(Stored data entries)
______
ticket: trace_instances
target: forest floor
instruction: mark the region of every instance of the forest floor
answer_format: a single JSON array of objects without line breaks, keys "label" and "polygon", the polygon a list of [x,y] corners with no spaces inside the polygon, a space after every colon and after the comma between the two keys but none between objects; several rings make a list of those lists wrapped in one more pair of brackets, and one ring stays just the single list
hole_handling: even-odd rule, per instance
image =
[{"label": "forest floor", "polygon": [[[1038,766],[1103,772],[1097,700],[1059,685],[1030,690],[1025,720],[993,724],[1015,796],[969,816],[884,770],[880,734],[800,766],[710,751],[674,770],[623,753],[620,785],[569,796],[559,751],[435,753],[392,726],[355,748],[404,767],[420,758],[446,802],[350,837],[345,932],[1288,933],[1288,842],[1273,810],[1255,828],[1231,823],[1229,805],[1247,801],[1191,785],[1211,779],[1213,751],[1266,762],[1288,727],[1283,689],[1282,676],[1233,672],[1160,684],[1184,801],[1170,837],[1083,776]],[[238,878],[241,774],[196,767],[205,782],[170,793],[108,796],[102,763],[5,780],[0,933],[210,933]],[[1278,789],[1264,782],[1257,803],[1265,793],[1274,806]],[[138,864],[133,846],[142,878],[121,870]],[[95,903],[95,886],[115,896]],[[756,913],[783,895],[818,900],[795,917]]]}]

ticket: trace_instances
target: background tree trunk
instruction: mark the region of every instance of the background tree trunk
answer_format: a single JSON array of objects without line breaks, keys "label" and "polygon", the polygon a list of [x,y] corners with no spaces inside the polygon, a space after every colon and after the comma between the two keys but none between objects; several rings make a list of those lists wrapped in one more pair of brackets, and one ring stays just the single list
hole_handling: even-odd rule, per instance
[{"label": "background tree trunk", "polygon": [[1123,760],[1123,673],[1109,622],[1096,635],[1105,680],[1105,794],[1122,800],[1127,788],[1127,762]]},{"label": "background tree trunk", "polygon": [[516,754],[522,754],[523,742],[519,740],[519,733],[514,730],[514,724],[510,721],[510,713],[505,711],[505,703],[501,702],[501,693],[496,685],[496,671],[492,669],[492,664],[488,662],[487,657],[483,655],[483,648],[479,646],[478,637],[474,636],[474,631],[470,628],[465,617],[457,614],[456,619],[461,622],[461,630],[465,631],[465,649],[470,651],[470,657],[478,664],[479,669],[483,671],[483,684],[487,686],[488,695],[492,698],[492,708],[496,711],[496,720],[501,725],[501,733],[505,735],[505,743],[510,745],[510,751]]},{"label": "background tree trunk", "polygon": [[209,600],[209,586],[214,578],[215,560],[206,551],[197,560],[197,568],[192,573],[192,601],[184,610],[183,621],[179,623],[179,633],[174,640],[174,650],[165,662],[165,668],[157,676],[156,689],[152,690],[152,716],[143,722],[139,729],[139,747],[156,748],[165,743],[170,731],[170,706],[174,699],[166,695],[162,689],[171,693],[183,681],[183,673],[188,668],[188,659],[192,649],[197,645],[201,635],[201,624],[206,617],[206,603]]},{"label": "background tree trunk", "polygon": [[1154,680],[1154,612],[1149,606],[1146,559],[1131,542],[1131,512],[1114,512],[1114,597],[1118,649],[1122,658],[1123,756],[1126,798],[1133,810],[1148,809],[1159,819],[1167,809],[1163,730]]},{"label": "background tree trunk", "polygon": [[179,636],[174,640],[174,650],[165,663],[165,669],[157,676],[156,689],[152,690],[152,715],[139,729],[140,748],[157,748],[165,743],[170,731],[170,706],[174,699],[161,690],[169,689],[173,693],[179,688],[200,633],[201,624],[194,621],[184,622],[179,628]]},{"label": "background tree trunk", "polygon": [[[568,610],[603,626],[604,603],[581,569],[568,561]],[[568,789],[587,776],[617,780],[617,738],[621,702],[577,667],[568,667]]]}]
______
Convert the stretch of the data from its first line through the line containing "instruction: mark the region of every instance of the forest", both included, into a Markdown table with the columns No. and Text, one row per line, omitting blank lines.

Response:
| No. | Text |
|---|---|
| 1 | ticket: trace_instances |
| 2 | target: forest floor |
| 3 | instruction: mark the region of every instance of the forest floor |